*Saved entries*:
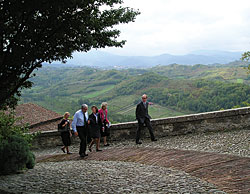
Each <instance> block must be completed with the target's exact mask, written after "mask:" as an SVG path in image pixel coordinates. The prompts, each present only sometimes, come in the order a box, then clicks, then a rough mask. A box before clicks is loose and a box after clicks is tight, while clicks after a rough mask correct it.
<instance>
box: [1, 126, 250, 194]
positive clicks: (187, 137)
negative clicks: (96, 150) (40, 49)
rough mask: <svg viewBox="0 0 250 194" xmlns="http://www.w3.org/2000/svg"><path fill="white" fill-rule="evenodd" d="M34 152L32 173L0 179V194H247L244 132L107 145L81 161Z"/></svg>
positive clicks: (206, 133) (246, 163) (246, 180)
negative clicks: (156, 140) (10, 193)
mask: <svg viewBox="0 0 250 194" xmlns="http://www.w3.org/2000/svg"><path fill="white" fill-rule="evenodd" d="M78 149H79V145H72V146H70V150H71V151H72V152H73V153H74V154H72V155H66V154H62V151H61V150H60V147H55V148H48V149H44V150H37V151H35V155H36V157H37V162H38V163H37V164H36V166H35V168H34V169H32V170H28V171H25V172H24V173H21V174H16V175H8V176H0V193H3V192H4V193H112V194H113V193H180V194H182V193H183V194H184V193H186V194H187V193H190V194H196V193H201V194H212V193H213V194H223V193H233V194H241V193H243V194H245V193H250V190H249V188H250V177H249V176H250V172H249V170H250V133H249V130H240V131H237V130H235V131H230V132H217V133H205V134H204V133H202V134H188V135H184V136H175V137H165V138H160V139H158V141H157V142H151V141H150V139H144V140H143V144H142V145H139V146H138V145H135V142H134V141H133V140H127V141H122V142H113V143H112V144H111V146H110V147H105V148H102V149H103V152H98V153H96V152H95V151H93V152H91V153H89V156H88V157H86V158H84V159H81V158H80V157H79V156H78V154H77V152H78Z"/></svg>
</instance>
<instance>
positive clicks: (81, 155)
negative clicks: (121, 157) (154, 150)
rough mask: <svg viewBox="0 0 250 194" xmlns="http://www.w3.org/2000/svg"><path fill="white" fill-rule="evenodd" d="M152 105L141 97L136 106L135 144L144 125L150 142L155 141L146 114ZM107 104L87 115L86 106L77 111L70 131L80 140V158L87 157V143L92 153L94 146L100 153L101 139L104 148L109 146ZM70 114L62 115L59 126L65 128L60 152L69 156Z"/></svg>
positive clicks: (97, 150)
mask: <svg viewBox="0 0 250 194" xmlns="http://www.w3.org/2000/svg"><path fill="white" fill-rule="evenodd" d="M151 104H153V103H149V102H147V95H146V94H144V95H142V100H141V102H140V103H139V104H137V106H136V120H137V121H138V129H137V132H136V138H135V139H136V144H142V142H141V141H140V136H141V130H142V129H143V127H144V125H145V126H146V127H147V128H148V130H149V133H150V137H151V141H157V139H156V138H155V136H154V133H153V128H152V125H151V122H150V119H151V117H150V115H149V114H148V107H149V105H151ZM107 105H108V104H107V103H106V102H103V103H102V104H101V108H100V109H99V110H98V108H97V107H96V106H92V107H91V110H92V113H91V114H90V115H88V105H87V104H83V105H82V106H81V109H80V110H78V111H77V112H76V113H75V115H74V119H73V122H72V129H73V132H74V134H75V136H78V137H79V138H80V141H81V142H80V149H79V155H80V156H81V157H85V156H88V154H87V153H86V150H87V143H89V144H88V149H89V151H90V152H92V146H93V145H94V144H95V145H96V151H97V152H100V151H102V150H101V149H100V139H101V137H103V143H104V146H109V144H108V143H107V137H108V136H110V129H109V127H110V122H109V120H108V111H107ZM69 116H70V114H69V113H68V112H66V113H65V114H64V118H63V120H62V121H61V123H60V124H59V125H60V127H61V128H66V130H65V131H63V132H61V137H62V141H63V144H64V147H62V148H61V149H62V151H63V152H64V153H65V149H66V151H67V154H71V152H69V146H70V144H71V141H70V137H71V136H72V134H71V132H70V122H69V120H68V118H69Z"/></svg>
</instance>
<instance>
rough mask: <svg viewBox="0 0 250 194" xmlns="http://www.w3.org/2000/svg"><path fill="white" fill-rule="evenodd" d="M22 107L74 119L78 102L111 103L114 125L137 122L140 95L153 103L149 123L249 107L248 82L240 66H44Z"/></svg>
mask: <svg viewBox="0 0 250 194" xmlns="http://www.w3.org/2000/svg"><path fill="white" fill-rule="evenodd" d="M31 81H33V82H34V86H33V87H32V89H29V90H25V91H24V92H23V95H22V102H34V103H37V104H40V105H42V106H44V107H46V108H48V109H51V110H54V111H56V112H59V113H61V114H62V113H64V112H65V111H69V112H70V113H71V114H74V112H75V111H76V110H78V109H79V107H80V105H81V104H82V103H87V104H89V105H93V104H95V105H97V106H99V105H100V104H101V102H103V101H107V102H108V103H109V112H110V119H111V120H112V121H113V122H124V121H132V120H135V105H136V104H137V103H138V102H139V101H140V96H141V94H143V93H147V94H148V95H149V100H150V101H152V102H153V103H154V105H153V106H151V107H150V109H149V111H150V114H151V115H152V117H153V118H160V117H168V116H176V115H183V114H188V113H196V112H205V111H213V110H220V109H228V108H232V107H234V106H246V105H248V104H249V103H250V100H249V99H250V86H249V85H250V84H249V81H250V77H249V76H247V74H246V72H245V70H244V69H243V68H242V67H241V65H235V66H233V67H231V66H230V65H228V66H205V65H195V66H183V65H170V66H159V67H155V68H152V69H147V70H145V69H144V70H143V69H125V70H101V69H94V68H89V67H63V68H58V67H44V68H42V69H41V70H39V71H38V72H37V76H36V77H35V78H32V80H31Z"/></svg>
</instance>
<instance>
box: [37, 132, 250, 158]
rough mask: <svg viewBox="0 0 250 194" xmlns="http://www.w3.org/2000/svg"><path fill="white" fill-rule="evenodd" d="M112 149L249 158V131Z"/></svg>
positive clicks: (147, 140) (130, 146) (118, 145)
mask: <svg viewBox="0 0 250 194" xmlns="http://www.w3.org/2000/svg"><path fill="white" fill-rule="evenodd" d="M113 147H119V148H121V147H150V148H164V149H179V150H196V151H206V152H216V153H223V154H231V155H237V156H242V157H250V130H239V131H237V130H235V131H228V132H216V133H200V134H187V135H182V136H170V137H164V138H158V141H157V142H151V141H150V139H149V138H147V139H144V140H143V144H142V145H140V146H138V145H135V141H133V140H127V141H122V142H112V146H111V147H109V148H102V149H110V148H111V149H112V148H113ZM70 149H71V151H73V152H78V149H79V145H78V144H77V145H73V146H71V147H70ZM56 153H61V150H60V148H59V147H56V148H50V149H45V150H39V151H35V154H36V156H41V155H48V154H56Z"/></svg>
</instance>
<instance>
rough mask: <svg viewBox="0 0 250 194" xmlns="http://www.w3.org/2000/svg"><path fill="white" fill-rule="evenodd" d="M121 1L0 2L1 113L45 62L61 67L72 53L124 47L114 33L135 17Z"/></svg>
mask: <svg viewBox="0 0 250 194" xmlns="http://www.w3.org/2000/svg"><path fill="white" fill-rule="evenodd" d="M122 3H123V1H122V0H53V1H51V0H18V1H16V0H2V1H0V16H1V18H0V29H1V32H0V47H1V48H0V65H1V68H0V82H1V86H0V90H1V95H0V108H4V107H6V106H7V105H8V106H10V105H15V103H16V102H17V97H18V96H20V94H21V93H20V90H21V89H22V88H28V87H31V85H32V83H31V82H30V81H29V80H28V79H29V78H30V77H32V76H34V74H33V73H32V72H33V71H34V70H35V69H37V68H40V67H41V66H42V63H43V62H52V61H56V60H58V61H64V60H65V59H67V58H69V57H71V54H72V52H73V51H84V52H87V51H89V50H90V49H91V48H103V47H106V46H108V47H112V46H115V47H122V46H123V45H124V44H125V41H124V40H121V41H119V40H117V38H118V37H119V35H120V31H119V30H117V29H114V28H113V27H114V26H116V25H118V24H122V23H128V22H132V21H134V20H135V17H136V16H137V15H138V14H139V12H138V11H136V10H134V9H131V8H127V7H122V6H121V5H122Z"/></svg>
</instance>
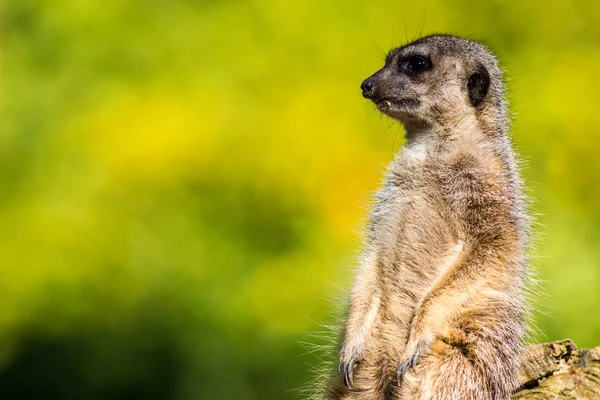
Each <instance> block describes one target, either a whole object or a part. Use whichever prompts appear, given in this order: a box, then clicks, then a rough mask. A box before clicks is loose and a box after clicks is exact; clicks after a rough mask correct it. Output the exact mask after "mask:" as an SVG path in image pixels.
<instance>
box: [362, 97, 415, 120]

*Assignment*: Recast the entries as a Markdown table with columns headed "Number" and "Content." Include the lines starting at the beginning of the entries and ending at the line that contains "negative clicks: (96, 150) (40, 49)", with one line per row and any pictures or blank lines omitted.

*Response area*:
| Number | Content |
|---|---|
| 1 | Each <instance> block must be completed with the target's exact mask, written after "mask:" as an SVG path in image pixel coordinates. The prompts, each present only sometimes, come in the order a box, then clicks, then a rough mask. A box before clicks is loose and a box after clicks is tight, while clicks after a rough mask correct it. |
| 2 | <instance> |
| 3 | box: [1, 126, 250, 194] |
| 4 | positive clicks: (187, 137) |
| 5 | negative clicks: (96, 150) (40, 49) |